• TO DO
Write out exactly the lines from the one containing "of the puddle" through the last line of the records below, including both.

• ENTRIES SHOWN
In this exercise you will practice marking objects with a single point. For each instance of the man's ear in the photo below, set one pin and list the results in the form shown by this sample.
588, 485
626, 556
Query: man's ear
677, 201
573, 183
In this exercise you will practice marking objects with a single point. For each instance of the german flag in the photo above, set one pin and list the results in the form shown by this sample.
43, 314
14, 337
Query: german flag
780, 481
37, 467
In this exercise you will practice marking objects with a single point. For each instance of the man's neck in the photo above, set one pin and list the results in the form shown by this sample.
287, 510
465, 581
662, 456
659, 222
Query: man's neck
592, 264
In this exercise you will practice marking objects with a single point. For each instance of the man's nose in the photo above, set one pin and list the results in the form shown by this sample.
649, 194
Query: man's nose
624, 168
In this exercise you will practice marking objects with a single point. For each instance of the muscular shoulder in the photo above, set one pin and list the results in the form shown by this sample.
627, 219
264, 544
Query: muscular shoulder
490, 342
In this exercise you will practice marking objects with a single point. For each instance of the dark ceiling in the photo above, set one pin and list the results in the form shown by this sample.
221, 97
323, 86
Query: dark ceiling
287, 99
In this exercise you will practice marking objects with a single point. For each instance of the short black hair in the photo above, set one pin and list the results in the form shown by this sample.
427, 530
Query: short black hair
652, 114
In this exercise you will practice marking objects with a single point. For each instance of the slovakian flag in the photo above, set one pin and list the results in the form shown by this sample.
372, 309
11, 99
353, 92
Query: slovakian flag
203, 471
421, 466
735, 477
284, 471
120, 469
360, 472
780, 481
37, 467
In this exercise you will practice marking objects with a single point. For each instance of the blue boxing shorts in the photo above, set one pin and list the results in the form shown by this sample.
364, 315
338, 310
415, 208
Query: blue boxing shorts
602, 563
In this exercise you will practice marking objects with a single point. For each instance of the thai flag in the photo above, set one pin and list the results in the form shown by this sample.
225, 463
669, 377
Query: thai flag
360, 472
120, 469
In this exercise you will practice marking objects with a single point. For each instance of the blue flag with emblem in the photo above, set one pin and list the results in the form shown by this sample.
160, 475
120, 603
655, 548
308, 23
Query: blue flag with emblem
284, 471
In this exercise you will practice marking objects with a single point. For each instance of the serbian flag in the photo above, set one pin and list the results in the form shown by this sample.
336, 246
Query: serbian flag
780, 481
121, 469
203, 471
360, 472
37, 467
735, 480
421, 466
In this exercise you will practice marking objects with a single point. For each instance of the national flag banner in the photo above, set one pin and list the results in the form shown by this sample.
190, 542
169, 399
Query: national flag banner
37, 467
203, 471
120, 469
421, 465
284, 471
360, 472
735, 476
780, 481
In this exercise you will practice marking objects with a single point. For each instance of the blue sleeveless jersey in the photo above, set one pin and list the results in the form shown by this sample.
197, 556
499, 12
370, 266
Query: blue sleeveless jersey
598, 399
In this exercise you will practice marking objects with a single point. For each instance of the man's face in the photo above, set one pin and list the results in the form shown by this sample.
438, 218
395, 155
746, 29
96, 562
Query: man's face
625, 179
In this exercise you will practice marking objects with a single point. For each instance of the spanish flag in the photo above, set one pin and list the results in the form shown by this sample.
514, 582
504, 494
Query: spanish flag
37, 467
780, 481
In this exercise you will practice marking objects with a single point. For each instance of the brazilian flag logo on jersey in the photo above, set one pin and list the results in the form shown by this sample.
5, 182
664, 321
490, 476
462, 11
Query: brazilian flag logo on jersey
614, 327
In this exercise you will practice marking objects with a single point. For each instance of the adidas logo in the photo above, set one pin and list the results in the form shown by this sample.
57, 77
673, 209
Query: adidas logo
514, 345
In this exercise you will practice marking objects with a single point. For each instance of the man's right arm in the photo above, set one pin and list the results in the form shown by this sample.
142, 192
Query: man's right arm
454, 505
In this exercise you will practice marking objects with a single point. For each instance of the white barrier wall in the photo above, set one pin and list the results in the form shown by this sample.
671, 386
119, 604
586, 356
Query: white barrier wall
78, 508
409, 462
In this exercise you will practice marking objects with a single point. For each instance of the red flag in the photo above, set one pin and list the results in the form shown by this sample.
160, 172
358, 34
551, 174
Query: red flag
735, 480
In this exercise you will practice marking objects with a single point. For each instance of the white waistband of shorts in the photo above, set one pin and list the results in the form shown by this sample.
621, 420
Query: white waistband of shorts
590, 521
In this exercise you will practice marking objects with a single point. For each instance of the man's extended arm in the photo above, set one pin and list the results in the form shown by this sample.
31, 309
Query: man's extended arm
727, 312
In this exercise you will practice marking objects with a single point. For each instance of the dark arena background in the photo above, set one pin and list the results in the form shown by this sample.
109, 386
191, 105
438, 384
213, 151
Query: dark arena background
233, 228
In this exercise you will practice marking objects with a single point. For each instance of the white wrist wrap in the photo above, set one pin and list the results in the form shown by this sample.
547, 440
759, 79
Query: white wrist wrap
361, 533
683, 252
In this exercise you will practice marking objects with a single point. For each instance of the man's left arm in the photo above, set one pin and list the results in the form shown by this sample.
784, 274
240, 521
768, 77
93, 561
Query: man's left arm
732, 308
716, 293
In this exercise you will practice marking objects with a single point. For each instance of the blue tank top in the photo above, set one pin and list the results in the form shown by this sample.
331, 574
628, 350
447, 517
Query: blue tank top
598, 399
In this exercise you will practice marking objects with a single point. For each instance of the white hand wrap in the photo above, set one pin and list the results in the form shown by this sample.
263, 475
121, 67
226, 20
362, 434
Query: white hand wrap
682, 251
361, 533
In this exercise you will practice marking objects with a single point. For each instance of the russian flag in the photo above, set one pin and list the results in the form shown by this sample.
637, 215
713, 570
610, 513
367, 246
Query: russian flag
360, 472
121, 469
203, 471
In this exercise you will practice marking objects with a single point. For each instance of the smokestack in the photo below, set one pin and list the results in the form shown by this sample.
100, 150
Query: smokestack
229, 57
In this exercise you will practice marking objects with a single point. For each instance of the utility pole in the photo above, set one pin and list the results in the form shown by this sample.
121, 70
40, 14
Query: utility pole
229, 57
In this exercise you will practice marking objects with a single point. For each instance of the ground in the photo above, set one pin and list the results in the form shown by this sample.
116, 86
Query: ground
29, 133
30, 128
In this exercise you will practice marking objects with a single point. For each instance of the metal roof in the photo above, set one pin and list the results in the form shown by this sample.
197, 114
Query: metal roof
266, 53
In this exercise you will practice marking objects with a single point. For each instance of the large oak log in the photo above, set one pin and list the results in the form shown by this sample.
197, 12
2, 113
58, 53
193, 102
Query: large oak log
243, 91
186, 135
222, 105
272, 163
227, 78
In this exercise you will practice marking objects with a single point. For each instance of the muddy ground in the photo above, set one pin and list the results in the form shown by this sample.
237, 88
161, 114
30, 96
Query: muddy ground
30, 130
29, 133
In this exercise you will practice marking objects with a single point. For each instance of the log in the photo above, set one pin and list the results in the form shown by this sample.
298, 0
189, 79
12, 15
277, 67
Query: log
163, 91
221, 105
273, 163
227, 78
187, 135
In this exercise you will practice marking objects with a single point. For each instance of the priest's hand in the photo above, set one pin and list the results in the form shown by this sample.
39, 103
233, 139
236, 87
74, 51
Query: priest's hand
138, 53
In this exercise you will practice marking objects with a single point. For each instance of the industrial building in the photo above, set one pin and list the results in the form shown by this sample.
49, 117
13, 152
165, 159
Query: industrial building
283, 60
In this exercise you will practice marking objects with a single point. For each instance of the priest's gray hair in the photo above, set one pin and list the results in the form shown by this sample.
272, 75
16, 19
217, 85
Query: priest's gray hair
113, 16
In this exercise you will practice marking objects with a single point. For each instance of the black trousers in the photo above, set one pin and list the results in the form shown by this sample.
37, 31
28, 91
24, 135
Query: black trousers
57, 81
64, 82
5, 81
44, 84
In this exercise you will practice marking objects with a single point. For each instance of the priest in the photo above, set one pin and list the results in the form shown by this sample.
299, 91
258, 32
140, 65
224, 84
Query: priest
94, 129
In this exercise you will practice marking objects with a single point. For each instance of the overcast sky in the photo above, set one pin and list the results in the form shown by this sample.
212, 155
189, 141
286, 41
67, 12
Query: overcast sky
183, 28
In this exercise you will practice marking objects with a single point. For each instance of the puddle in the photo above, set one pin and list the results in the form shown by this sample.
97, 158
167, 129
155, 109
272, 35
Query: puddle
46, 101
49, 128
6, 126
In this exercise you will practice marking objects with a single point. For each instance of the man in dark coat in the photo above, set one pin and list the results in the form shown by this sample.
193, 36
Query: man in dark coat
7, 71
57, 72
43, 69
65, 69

• WRITTEN SOLUTION
In this exercise you will practice marking objects with a single point. For each instance of the puddle in the photo above, set one pin and list the results in the form shown by this sample.
97, 158
167, 129
155, 109
272, 35
Query: puddle
46, 101
49, 128
6, 126
In this exercise you will practice marking objects with a single point. For each instance of the man in dark coat in the photo above, set one pin and list the results in the form shown by this sample.
193, 36
Query: man in dark coat
7, 71
57, 72
43, 69
65, 69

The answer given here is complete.